● **What the exercise asks**
If a line of the data below holds the string "window", copy it.

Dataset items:
______

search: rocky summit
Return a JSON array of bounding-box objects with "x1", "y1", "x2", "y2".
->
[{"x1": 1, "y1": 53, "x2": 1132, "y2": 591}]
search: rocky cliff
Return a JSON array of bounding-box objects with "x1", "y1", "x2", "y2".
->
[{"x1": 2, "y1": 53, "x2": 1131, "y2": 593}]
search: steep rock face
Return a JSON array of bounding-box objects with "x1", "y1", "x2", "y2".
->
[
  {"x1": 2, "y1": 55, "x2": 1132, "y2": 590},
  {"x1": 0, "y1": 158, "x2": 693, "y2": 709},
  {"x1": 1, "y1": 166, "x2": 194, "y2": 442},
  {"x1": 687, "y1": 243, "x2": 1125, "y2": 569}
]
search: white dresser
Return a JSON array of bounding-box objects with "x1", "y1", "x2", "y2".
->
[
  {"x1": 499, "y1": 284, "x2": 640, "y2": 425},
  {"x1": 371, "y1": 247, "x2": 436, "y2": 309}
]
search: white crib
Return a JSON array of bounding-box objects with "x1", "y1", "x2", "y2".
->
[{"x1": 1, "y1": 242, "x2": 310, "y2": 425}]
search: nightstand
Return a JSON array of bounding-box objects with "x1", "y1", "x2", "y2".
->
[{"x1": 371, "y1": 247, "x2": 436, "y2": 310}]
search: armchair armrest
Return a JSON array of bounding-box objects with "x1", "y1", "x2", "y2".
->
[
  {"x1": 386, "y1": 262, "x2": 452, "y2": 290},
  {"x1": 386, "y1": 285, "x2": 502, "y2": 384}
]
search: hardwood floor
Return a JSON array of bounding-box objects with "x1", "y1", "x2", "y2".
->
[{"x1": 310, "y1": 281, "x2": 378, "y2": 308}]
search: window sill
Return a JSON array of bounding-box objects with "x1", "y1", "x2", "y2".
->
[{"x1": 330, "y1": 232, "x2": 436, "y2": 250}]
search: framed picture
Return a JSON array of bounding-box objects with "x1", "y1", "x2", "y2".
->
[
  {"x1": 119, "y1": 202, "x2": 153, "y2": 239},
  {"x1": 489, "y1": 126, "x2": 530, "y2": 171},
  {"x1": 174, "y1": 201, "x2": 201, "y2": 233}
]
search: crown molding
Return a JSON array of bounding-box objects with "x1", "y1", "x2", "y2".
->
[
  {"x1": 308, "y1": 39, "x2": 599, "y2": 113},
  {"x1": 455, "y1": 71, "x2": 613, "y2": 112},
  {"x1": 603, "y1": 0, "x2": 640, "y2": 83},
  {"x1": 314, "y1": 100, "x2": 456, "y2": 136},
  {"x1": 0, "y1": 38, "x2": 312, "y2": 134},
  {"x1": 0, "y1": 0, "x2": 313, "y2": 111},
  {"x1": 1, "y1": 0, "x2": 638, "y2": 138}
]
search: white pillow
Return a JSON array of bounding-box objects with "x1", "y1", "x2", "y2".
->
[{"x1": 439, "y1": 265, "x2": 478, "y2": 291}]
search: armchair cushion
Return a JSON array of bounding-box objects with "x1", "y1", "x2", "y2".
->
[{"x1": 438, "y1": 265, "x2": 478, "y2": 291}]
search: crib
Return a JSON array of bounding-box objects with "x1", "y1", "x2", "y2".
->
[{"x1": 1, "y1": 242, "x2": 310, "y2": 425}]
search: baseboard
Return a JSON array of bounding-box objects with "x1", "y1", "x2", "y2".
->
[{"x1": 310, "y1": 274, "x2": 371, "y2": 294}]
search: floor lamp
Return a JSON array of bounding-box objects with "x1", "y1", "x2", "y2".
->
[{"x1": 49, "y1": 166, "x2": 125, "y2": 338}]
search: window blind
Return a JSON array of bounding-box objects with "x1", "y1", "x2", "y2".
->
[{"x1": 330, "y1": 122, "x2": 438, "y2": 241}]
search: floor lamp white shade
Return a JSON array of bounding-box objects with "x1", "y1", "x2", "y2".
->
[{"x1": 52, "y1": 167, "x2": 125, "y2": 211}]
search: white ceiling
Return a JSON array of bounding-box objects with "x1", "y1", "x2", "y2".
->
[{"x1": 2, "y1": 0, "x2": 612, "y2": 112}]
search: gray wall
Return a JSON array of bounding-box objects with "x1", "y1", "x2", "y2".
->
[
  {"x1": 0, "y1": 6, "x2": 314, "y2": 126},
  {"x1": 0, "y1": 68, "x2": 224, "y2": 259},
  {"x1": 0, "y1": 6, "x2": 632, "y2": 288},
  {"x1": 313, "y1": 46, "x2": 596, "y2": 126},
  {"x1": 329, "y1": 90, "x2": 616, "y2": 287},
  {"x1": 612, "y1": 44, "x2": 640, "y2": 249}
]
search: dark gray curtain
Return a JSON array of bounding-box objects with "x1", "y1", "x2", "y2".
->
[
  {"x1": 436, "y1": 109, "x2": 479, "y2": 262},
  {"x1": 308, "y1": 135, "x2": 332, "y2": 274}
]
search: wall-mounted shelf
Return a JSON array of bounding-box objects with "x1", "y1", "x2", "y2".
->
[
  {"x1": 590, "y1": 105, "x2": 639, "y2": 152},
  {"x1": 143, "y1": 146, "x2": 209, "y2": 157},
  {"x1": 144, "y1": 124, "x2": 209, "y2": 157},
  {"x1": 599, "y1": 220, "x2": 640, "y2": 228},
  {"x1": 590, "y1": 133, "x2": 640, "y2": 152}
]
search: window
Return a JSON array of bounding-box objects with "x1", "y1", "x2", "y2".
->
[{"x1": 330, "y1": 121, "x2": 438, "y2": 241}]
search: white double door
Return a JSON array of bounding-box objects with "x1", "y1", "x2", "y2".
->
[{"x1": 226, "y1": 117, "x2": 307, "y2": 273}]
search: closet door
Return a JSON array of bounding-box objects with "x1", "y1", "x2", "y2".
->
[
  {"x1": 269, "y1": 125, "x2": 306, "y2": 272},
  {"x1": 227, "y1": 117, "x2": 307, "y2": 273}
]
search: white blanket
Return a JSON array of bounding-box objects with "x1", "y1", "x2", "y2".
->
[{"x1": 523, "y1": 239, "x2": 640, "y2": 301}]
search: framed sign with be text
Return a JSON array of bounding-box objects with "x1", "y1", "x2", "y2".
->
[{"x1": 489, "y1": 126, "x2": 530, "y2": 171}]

______

● **Task answer**
search: window sill
search: window blind
search: window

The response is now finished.